**Texto del ejercicio:**
________________________
Esta cita interesa además pues da a entender que la concepción del arquitecto como artista –una idea que sigue despertando polémicas– resulta de un movimiento de reemplazo de los arquitectos por los médicos e ingenieros. O sea, en la medida en que éstos aparecen como los adalides de la causa urbana (al menos de su organización), los arquitectos –como urbanistas– empiezan a perder importancia y deben refugiarse en el territorio más maleable del arte.
________________________
**Contenido de datos:**
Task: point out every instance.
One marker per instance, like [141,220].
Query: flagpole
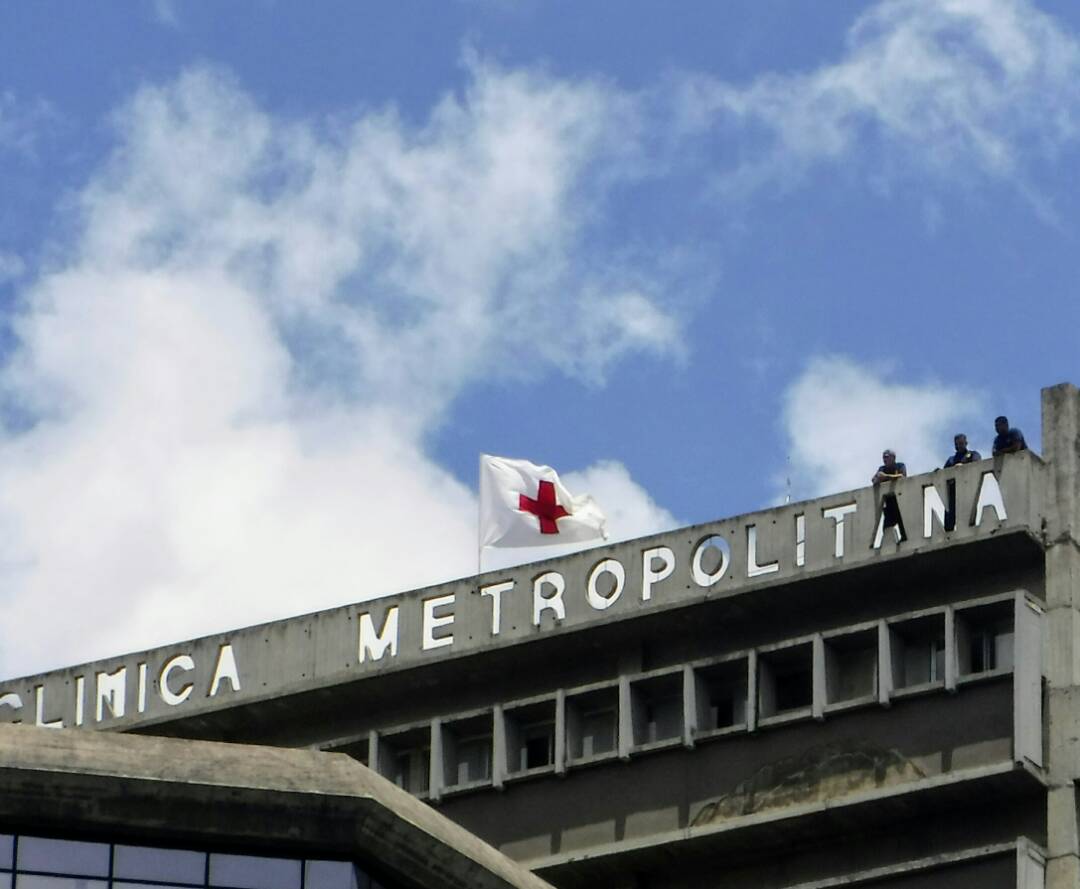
________________________
Edita la parte del texto sobre el arquitecto como artista que abre con "Esta cita interesa" y cierra con "maleable del arte.": cambia "polémicas" por "debates". Los datos no se necesitan para nada.

Esta cita interesa además pues da a entender que la concepción del arquitecto como artista –una idea que sigue despertando debates– resulta de un movimiento de reemplazo de los arquitectos por los médicos e ingenieros. O sea, en la medida en que éstos aparecen como los adalides de la causa urbana (al menos de su organización), los arquitectos –como urbanistas– empiezan a perder importancia y deben refugiarse en el territorio más maleable del arte.